Content starts
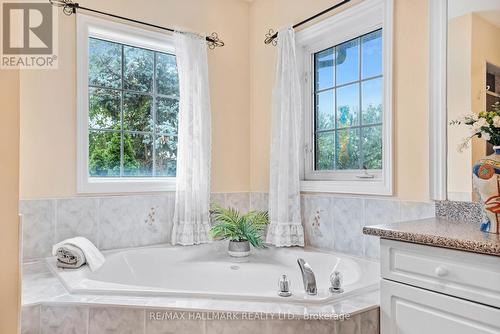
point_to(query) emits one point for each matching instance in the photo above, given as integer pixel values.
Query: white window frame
(90, 26)
(360, 19)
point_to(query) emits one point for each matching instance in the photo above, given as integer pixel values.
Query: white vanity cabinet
(431, 290)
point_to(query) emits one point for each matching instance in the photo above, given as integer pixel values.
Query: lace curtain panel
(191, 216)
(285, 227)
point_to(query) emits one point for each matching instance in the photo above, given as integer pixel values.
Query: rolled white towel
(92, 255)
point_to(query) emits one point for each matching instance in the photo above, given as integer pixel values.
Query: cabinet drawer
(466, 275)
(408, 310)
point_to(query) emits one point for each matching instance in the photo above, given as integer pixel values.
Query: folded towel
(69, 258)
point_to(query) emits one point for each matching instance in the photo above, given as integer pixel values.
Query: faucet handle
(336, 282)
(284, 287)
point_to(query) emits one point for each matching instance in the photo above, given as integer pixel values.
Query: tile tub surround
(49, 308)
(335, 222)
(110, 222)
(440, 232)
(331, 222)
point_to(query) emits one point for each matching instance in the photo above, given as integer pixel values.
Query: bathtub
(207, 271)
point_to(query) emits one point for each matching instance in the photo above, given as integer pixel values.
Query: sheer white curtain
(191, 216)
(285, 227)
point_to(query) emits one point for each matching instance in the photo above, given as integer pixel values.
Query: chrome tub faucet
(308, 277)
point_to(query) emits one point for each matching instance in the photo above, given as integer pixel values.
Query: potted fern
(241, 230)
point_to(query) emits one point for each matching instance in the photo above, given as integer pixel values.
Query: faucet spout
(307, 277)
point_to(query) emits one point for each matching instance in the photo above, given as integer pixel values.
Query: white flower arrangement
(485, 125)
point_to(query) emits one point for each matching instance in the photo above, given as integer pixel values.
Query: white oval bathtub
(208, 272)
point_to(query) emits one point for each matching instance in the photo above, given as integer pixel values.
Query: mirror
(472, 85)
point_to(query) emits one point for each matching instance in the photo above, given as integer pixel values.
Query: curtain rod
(271, 35)
(70, 7)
Content ends
» **Description of the task**
Copy every record above exactly, leaving out the pictures.

» **Response box**
point_to(query) emits one point for each matching instance in the photo above, given as integer pixel values.
Query: white window frame
(90, 26)
(360, 19)
point_to(query) emits one point for each matching instance in the photo above, given as integer pixel values.
Query: white vanity cabinet
(431, 290)
point_to(query) emits one point for each matching instance in the photo above, given as integer pixel values.
Query: lace curtain panel
(191, 216)
(285, 227)
point_to(query) emits one point for each matching instance in the photo above, given as integer pixel values.
Query: rolled white towel
(92, 255)
point_to(query) emits one point for each matching instance in the photo above, given as integer pixel values.
Query: cabinet drawer
(466, 275)
(408, 310)
point_to(query) emits one point for each matching instance in the photo above, given as integer pixel values.
Query: folded towel
(69, 258)
point_to(query) emits one point for each matching instance in the photo above, given as integer pixel values.
Query: faucet handle
(336, 282)
(284, 287)
point_to(query) emits one point for each matching instance in the photo above, given as integer pixel values.
Query: tile tub surround
(49, 308)
(335, 222)
(110, 222)
(440, 232)
(331, 222)
point_to(query) emits one point for each matching instance in the photo above, given as integer pixel values.
Query: bathtub
(207, 271)
point_to(query) emits one point for each matching instance in the photo above, given as integer pixel values.
Query: sheer white curtain
(191, 216)
(285, 227)
point_to(query) emits one point for each matching instance in the photo above, given as integer pixel values.
Query: chrome tub faucet
(308, 277)
point_to(query) emits one point for each matching instance in the photo above, given as integer pixel values.
Query: potted fern
(241, 230)
point_to(query) emits one point for each matching instance in the photo above, given as integer pixel values.
Query: faucet spout
(307, 277)
point_to(query) emits one point for each matching instance in the photo above, given as integer pixel values.
Query: white flower arrangement
(485, 125)
point_to(query) emits one point for each matching instance in the photo above, given as integer pixel values.
Query: white oval bathtub
(208, 272)
point_to(query) emits one point for each matching instance in the photo above, given as integer pixel values.
Query: mirror
(472, 85)
point_to(query) emits one point for each matching instance in the photo above, given as integer pixel values.
Query: curtain rod
(271, 35)
(70, 7)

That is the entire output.